#### MATERIAL DO EXERCÍCIO:
* * *
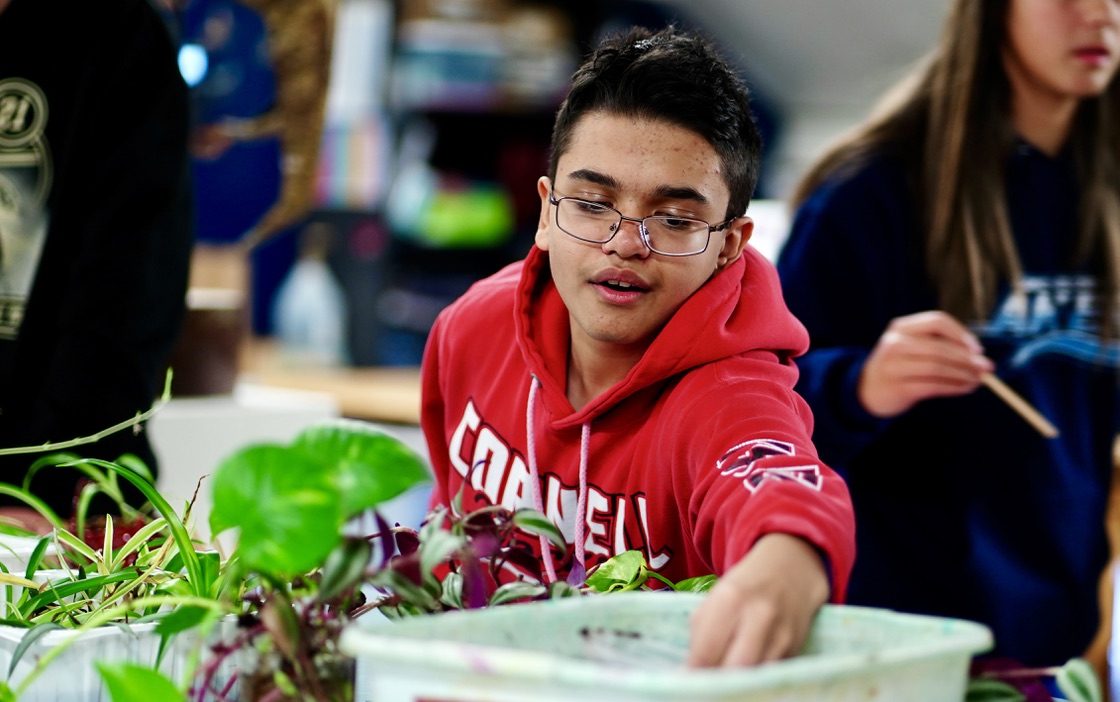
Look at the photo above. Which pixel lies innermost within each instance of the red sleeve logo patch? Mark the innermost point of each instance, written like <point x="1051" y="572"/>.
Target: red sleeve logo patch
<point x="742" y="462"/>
* * *
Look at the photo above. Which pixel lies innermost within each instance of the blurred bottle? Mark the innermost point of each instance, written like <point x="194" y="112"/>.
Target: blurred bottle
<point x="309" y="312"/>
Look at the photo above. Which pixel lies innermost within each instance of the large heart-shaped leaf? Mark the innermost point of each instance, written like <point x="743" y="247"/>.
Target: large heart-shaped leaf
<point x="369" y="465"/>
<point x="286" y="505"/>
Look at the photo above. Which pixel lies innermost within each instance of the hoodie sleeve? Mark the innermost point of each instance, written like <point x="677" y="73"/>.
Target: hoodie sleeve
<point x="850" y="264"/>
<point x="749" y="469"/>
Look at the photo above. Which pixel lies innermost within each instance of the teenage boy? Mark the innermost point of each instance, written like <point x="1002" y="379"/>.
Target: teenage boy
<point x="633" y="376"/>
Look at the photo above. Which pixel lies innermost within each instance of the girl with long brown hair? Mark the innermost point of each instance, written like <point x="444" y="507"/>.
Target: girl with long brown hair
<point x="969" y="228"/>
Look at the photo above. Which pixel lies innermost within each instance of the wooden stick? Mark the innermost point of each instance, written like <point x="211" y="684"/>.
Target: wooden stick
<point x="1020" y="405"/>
* * *
#### DESCRIÇÃO DO EXERCÍCIO:
Liste, copiando-as integralmente, todas as linhas dos dados acima em que aparece a palavra "Which". Considere a distinção entre maiúsculas e minúsculas.

#### RESPOSTA DO EXERCÍCIO:
Look at the photo above. Which pixel lies innermost within each instance of the red sleeve logo patch? Mark the innermost point of each instance, written like <point x="1051" y="572"/>.
Look at the photo above. Which pixel lies innermost within each instance of the blurred bottle? Mark the innermost point of each instance, written like <point x="194" y="112"/>.
Look at the photo above. Which pixel lies innermost within each instance of the large heart-shaped leaf? Mark the innermost point of each instance, written like <point x="743" y="247"/>.
Look at the photo above. Which pixel lies innermost within each instance of the hoodie sleeve? Mark the innermost point of each instance, written like <point x="677" y="73"/>.
Look at the photo above. Which pixel lies innermost within each instance of the teenage boy? Mark the innermost point of each instance, written like <point x="1002" y="379"/>.
Look at the photo above. Which pixel lies innermost within each instance of the girl with long brown hair? Mark the innermost point of each instance, written like <point x="444" y="507"/>.
Look at the photo above. Which pixel lies innermost within each instance of the wooden stick? Mark the innermost point of each instance, written like <point x="211" y="684"/>.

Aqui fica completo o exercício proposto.